START Source passage
After an amazing 1986 season, in which manager Roger Craig transformed the Giants from a 100-loss club into the "Humm Baby" crew with an 83-79 record, good things were expected in 1987.
But after leading or being near the top of the division for the first two months of the season, the Giants began to slide. When they fell a season-high 5 1/2 games behind division leader Cincinnati on the Fourth of July, general manager Al Rosen decided to shake things up and engineered a blockbuster trade, acquiring Kevin Mitchell, Dave Dravecky and Craig Lefferts from the Padres.
Two more trades in the next few weeks added pitchers Rick Reuschel and Don Robinson, and San Francisco regained the division lead for good in mid-August. They would win the West by six games with a 90-72 record and head into the National League Championship Series to face the St. Louis Cardinals.
END Source passage
_Task objective_: Name every player the Giants acquired by trade during the 1987 season, according to the passage on the Giants' 1987 season.
START Supplied data
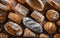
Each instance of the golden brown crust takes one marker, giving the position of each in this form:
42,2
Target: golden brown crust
END Supplied data
_Answer section_: Kevin Mitchell, Dave Dravecky, Craig Lefferts, Rick Reuschel, Don Robinson